_Selected excerpt_.
● ● ● ●
The lifespan of a company is going to get even shorter in the years to come as giant
corporations aren’t just forced to compete with but are annihilated by the companies listed above. However, Ismail claims, there is nothing wrong with that. We’ve learned how to scale technology, and now it’s time we learned how to scale organizations. This new age calls for a different solution to building a new business, to improve rates of success and to solving the challenges that lie ahead. That solution is the Exponential Organization.
Salim Ismail defines an Exponential Organization (ExO) as one whose impact (or output) is disproportionally large — at least 10x larger — compared to its peers because of the use of new organizational techniques that leverage accelerating technologies. Rather than using armies of people or large physical plants, Exponential Organizations are built upon information technologies that take what was once physical in nature and dematerialize it into the digital, on-demand world.
The theory is based on the well documented sixty-year history of Gordon Moore’s Law — basically, that the price/performance of computation will double every eighteen months. Ray Kurzweil calls this the Law of Accelerating Returns (LOAR) and shows that doubling patterns in computation extend all the way back to 1900, far earlier than Moore’s original pronouncement.
The driver fueling this phenomenon is information. Once any domain, discipline,
technology or industry becomes information-enabled and powered by information flows, its
price/performance begins doubling approximately annually.
Once that doubling pattern starts, Ismail notes, it doesn’t stop. Those enterprises that don’t jump aboard soon will be left on the ash heap of history, joining Iridium, Kodak, Polaroid, Philco, Blockbuster, Nokia and a host of other once-great, industry-dominant corporations unable to adapt to rapid technological change.
Our organizational structures have evolved to manage scarcity. The concept of ownership
works well for scarcity, but accessing or sharing works better in an abundant, information-based world where linear structures just don’t work.
● ● ● ●
Excerpts from point annotation data:

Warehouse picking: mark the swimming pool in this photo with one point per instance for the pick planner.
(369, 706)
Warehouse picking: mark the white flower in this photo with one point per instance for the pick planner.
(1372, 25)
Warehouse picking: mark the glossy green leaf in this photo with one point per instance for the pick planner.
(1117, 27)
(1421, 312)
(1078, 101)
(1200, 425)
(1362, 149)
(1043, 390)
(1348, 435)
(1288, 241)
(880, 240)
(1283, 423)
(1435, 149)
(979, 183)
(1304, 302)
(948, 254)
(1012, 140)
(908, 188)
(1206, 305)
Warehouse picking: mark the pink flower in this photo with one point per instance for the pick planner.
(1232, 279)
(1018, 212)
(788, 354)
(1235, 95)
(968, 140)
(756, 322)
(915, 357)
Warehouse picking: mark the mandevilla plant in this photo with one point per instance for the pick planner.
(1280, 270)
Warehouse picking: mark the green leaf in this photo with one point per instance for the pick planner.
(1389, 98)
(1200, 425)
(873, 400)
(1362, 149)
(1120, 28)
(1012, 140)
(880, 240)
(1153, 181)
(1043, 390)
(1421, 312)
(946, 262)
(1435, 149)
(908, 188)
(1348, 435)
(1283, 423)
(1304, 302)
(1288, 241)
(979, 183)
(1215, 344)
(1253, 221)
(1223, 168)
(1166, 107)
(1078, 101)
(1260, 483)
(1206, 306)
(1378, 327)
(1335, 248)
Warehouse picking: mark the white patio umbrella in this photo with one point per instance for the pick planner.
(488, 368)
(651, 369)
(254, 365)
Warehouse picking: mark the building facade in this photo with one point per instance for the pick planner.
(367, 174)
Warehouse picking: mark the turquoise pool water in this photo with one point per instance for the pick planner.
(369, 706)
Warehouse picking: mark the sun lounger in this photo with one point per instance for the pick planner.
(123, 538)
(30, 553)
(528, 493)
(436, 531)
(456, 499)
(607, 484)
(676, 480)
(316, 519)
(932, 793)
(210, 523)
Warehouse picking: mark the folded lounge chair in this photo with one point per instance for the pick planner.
● ● ● ●
_Work to be completed_. From the passage on Exponential Organizations, list every corporation it names as once-great and unable to adapt to rapid technological change.

_Completed exercise_. Iridium, Kodak, Polaroid, Philco, Blockbuster, Nokia